**SOURCE RECORDS**
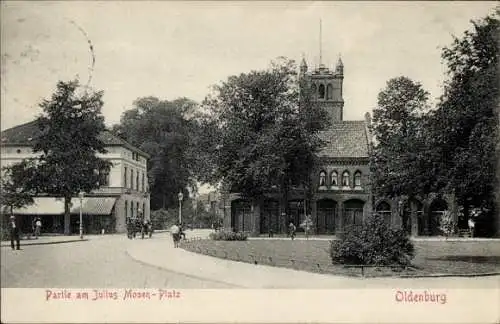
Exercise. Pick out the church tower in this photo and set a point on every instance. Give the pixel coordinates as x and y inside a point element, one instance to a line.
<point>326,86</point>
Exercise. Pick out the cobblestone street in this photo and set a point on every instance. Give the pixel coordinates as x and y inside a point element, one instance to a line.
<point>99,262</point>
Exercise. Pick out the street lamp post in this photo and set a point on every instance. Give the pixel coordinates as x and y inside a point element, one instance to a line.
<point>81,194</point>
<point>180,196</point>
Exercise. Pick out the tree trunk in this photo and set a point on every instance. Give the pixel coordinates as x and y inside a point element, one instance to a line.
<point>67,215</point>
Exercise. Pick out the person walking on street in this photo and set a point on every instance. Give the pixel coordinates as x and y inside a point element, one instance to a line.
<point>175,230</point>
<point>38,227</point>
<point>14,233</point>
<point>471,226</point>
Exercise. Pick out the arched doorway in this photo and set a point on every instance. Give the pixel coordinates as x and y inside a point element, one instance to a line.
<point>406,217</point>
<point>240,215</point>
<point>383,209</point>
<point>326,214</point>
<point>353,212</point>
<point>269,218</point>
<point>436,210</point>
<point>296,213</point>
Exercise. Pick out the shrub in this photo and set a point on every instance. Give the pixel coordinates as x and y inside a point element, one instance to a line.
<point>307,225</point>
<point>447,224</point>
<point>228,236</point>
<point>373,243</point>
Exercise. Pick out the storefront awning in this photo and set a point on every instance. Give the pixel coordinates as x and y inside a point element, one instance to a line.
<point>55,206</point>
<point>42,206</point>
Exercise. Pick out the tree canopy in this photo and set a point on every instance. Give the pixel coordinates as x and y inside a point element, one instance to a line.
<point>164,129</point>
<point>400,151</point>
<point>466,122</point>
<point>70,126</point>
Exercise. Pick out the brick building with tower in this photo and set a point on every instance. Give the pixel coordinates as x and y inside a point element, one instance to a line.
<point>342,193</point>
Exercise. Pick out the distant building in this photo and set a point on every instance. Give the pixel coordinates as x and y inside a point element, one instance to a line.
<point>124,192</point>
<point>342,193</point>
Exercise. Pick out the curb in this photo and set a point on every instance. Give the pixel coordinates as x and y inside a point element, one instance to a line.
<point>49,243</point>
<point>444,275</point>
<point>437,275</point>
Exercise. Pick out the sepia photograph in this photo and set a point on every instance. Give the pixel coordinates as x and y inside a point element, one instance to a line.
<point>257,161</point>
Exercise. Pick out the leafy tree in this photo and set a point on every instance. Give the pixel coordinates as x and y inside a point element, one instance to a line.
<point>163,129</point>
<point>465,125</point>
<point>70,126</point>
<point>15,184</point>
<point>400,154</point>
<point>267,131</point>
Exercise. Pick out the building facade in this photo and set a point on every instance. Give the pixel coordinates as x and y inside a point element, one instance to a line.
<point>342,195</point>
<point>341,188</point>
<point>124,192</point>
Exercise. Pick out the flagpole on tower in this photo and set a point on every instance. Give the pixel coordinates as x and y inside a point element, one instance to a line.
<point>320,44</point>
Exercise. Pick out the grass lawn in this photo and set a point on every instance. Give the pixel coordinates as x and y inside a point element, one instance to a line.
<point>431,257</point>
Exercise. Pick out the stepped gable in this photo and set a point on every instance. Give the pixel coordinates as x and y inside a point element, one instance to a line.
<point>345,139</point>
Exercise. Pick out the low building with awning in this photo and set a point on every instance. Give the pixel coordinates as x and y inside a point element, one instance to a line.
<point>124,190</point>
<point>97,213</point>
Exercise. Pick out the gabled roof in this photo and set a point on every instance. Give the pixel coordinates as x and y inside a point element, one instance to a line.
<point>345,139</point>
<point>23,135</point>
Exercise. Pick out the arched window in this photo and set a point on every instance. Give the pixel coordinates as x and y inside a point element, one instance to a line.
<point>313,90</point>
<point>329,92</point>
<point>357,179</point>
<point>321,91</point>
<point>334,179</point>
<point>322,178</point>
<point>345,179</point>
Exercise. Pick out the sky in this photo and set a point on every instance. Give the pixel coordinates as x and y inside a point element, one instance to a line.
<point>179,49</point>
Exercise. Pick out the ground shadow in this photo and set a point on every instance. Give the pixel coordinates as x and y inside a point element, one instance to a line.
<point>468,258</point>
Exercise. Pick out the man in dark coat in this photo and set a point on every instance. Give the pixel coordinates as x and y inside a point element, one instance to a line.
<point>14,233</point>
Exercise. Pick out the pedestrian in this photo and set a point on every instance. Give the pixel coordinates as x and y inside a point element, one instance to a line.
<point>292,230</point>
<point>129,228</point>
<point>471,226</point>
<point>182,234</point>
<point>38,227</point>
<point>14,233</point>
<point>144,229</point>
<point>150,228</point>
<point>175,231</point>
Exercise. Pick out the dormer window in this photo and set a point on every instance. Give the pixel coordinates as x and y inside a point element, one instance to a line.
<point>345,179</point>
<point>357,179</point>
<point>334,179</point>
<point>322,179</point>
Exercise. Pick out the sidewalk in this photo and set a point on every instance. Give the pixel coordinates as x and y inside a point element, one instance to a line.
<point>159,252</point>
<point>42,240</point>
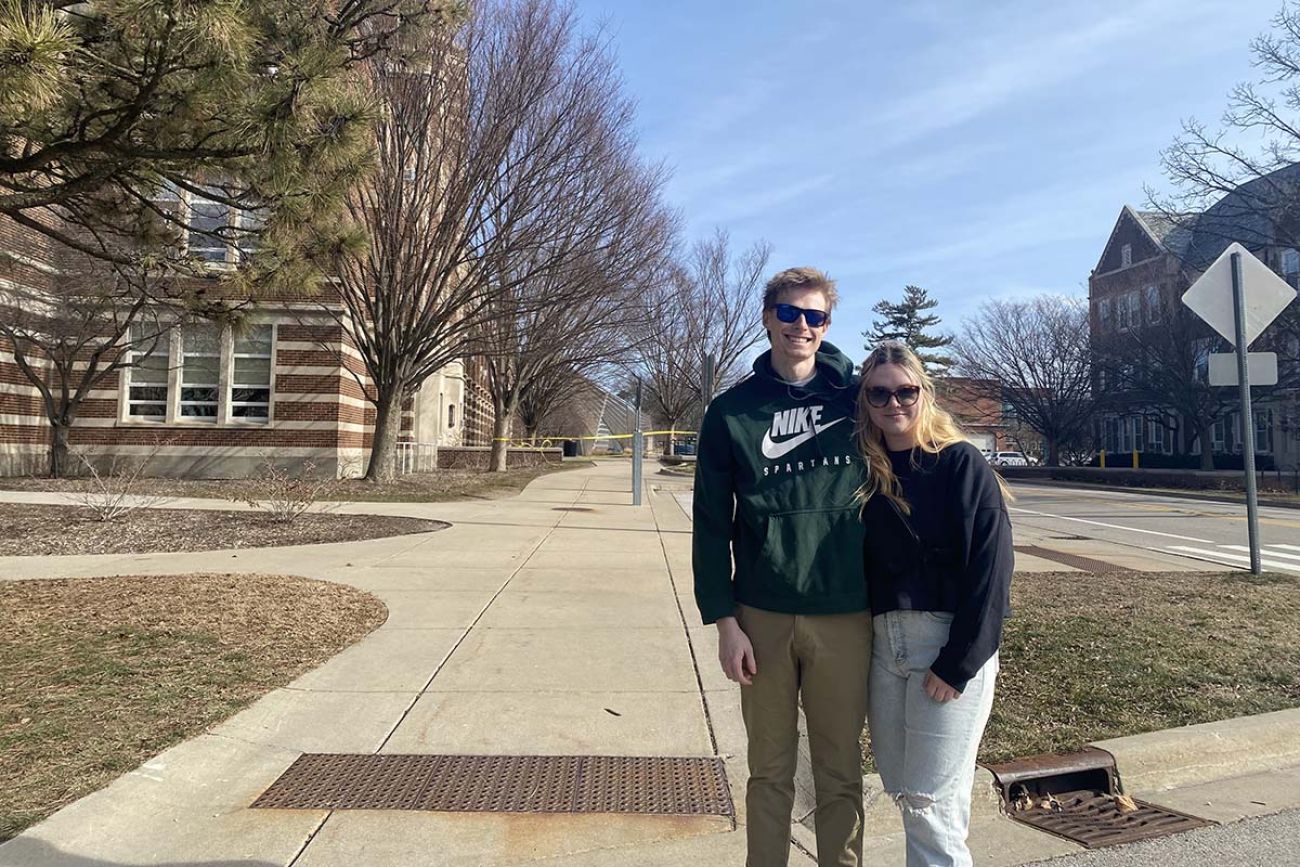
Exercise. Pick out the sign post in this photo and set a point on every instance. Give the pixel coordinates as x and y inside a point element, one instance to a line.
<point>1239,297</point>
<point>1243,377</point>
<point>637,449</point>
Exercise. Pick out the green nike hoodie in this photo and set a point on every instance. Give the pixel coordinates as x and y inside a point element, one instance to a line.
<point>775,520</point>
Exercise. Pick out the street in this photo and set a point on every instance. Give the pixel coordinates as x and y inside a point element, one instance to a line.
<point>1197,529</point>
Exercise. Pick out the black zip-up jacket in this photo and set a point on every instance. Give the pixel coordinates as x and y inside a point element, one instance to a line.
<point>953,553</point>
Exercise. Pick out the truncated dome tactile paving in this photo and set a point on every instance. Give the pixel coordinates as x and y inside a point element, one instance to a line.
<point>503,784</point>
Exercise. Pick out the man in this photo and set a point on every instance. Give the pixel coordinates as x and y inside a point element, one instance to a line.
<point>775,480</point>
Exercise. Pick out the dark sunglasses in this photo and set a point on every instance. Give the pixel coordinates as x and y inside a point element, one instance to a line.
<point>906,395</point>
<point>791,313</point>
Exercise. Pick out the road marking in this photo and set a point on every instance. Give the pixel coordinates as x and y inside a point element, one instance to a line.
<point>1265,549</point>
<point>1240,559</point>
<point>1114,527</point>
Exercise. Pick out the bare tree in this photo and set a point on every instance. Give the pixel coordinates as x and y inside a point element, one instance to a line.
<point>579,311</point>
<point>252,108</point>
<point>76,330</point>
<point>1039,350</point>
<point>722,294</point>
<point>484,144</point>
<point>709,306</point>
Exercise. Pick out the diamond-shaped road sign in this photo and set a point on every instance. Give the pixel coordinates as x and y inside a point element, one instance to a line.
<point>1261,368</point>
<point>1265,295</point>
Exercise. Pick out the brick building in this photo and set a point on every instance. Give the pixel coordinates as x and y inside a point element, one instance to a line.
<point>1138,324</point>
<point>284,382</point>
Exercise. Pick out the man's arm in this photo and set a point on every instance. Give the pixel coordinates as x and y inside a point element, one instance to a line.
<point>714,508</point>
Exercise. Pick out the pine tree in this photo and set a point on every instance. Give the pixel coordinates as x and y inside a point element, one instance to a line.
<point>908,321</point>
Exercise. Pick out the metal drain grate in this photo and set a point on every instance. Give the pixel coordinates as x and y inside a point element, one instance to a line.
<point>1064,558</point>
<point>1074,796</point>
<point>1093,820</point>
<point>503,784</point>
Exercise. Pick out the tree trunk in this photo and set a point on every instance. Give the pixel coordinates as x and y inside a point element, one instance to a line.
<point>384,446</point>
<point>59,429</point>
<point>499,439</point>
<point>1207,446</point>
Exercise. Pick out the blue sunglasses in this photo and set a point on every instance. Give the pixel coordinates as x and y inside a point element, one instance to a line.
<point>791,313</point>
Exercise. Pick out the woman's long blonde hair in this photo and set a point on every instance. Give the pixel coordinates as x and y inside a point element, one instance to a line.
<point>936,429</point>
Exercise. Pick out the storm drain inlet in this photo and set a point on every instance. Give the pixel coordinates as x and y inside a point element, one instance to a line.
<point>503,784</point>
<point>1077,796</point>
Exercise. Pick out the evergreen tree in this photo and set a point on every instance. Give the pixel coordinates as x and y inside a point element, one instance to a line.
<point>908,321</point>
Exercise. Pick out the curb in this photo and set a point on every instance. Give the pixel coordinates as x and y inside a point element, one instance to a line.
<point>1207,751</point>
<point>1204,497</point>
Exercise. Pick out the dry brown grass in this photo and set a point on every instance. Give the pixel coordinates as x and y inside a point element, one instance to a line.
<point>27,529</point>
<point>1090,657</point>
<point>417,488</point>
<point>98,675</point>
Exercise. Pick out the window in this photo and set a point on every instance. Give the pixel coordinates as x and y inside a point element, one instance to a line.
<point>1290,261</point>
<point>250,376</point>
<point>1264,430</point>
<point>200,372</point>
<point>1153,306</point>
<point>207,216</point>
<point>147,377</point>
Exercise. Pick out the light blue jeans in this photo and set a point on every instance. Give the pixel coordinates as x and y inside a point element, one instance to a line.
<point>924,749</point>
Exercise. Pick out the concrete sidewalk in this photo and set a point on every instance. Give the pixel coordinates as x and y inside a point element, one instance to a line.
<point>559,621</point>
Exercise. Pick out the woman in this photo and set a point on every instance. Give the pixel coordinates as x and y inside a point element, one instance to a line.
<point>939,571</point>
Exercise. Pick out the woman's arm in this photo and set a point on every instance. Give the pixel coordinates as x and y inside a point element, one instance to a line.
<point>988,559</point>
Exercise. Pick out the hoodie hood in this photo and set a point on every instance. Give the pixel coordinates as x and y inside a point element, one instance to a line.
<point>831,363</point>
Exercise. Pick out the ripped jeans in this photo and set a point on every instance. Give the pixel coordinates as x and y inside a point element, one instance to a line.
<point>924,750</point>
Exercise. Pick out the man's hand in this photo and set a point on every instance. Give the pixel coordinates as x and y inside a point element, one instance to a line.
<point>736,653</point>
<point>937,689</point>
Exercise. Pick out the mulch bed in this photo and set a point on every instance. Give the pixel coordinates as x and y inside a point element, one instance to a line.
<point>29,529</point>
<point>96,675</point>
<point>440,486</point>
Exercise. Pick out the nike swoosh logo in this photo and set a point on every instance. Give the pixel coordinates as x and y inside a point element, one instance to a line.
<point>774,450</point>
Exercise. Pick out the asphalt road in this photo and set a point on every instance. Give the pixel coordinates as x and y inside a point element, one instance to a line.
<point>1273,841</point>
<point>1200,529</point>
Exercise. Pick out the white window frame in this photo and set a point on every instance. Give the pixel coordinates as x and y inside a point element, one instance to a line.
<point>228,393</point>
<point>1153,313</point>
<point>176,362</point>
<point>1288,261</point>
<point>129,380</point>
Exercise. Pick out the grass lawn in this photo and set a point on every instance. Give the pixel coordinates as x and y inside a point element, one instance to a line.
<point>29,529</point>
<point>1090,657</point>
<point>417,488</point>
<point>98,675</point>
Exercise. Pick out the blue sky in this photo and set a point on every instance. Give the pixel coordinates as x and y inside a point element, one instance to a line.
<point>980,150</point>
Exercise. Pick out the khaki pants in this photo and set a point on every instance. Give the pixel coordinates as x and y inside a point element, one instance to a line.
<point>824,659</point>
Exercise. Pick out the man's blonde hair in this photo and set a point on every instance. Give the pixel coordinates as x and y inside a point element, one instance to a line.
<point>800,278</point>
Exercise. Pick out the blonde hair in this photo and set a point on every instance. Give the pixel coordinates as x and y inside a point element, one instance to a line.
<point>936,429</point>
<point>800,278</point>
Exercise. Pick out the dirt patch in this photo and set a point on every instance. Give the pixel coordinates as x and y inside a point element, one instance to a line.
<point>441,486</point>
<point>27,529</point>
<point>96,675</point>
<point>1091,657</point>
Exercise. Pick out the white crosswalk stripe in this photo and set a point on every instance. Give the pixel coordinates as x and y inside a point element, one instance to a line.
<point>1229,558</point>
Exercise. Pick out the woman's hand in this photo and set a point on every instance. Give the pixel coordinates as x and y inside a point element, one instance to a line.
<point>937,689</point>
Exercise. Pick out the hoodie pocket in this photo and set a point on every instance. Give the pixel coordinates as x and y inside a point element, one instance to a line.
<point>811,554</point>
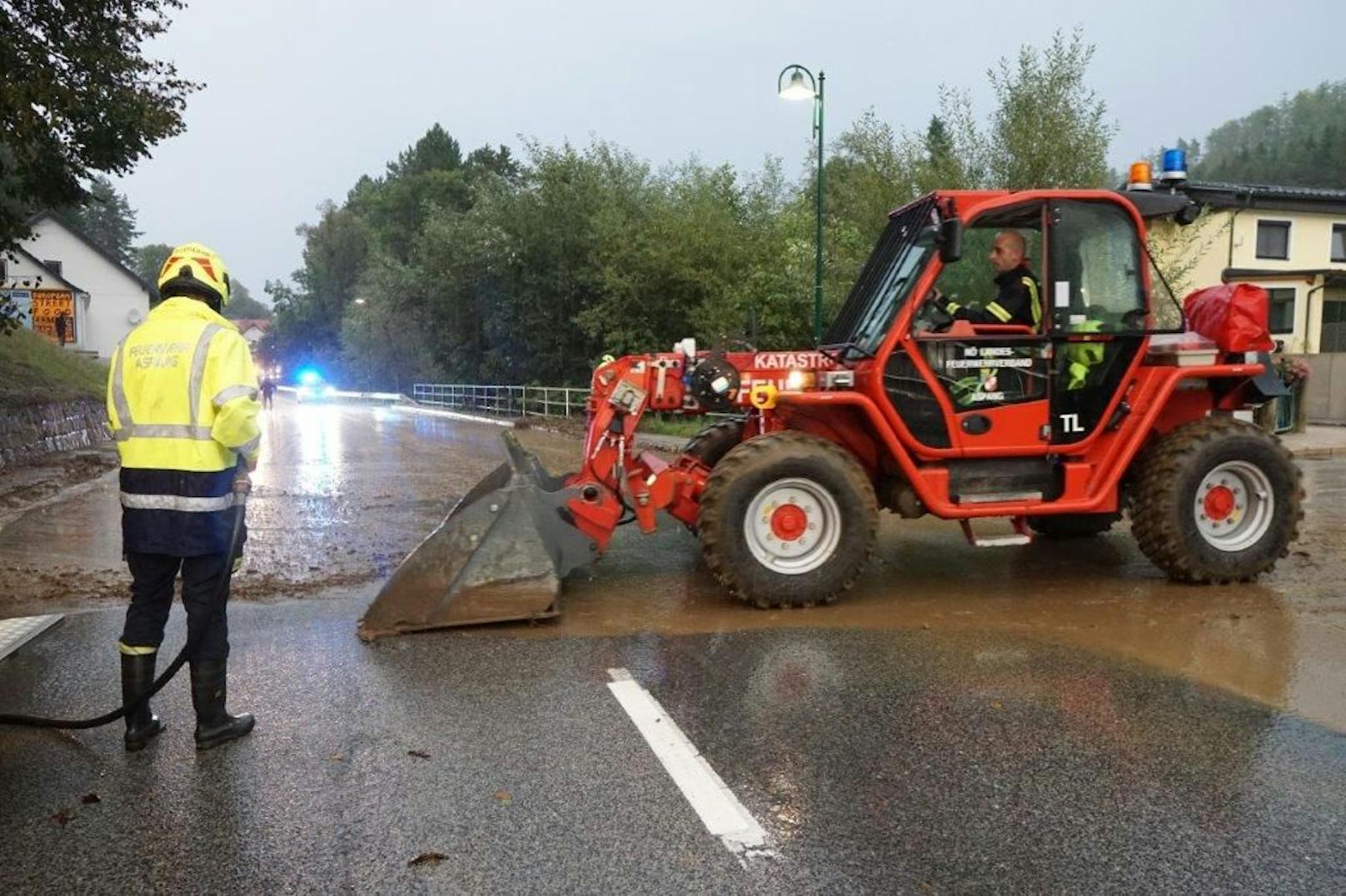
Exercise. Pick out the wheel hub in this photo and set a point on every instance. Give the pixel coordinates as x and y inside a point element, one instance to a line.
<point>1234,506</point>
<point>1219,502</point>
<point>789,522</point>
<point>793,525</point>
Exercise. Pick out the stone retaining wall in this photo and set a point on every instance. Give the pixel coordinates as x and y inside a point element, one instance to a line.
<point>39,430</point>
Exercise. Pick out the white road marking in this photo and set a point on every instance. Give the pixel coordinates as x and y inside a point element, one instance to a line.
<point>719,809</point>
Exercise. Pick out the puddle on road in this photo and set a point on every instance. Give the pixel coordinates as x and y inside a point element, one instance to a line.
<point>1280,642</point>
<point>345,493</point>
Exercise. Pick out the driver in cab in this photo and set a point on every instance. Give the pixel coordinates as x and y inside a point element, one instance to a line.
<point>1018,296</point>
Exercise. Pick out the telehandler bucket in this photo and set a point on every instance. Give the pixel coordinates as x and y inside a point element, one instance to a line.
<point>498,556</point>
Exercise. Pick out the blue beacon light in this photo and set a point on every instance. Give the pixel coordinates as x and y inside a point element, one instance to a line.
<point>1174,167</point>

**STATED TASK**
Change "hoodie pocket" to "jacket pocket" in everything from the line containing "Exercise. Pick out the white crosswalk" down to the line containing "<point>39,430</point>", and write out only those lines, otherwise unaltered, leaving the pictures out.

**WRITTEN SOLUTION**
Exercise. Pick out the white crosswalk stripe in this photo and set a point on every instance. Give the pixel coordinates as x and y inside a point element, one instance to a line.
<point>1229,558</point>
Exercise. Pick out the woman's hand in this photo and set a point on every instance. Give the pixel coordinates as x and y inside a point element, one instance to a line.
<point>937,689</point>
Exercise. Pick out the jacket pocket in this photo and set a point on every instance. Give the pixel coordinates as x and y inside a point element, one instance to a line.
<point>811,554</point>
Exercise. Pick out the wheel hub in this photo and set a point on every instance. Give the pixel coordinates as x and y inside a point element, one instance to a line.
<point>1234,506</point>
<point>1219,502</point>
<point>789,522</point>
<point>793,525</point>
Exercise. Pick out the stone retaining wall in this photo and set a point on every instance. Give the pixel coordinates as x and y inside a point element, one instance to a line.
<point>39,430</point>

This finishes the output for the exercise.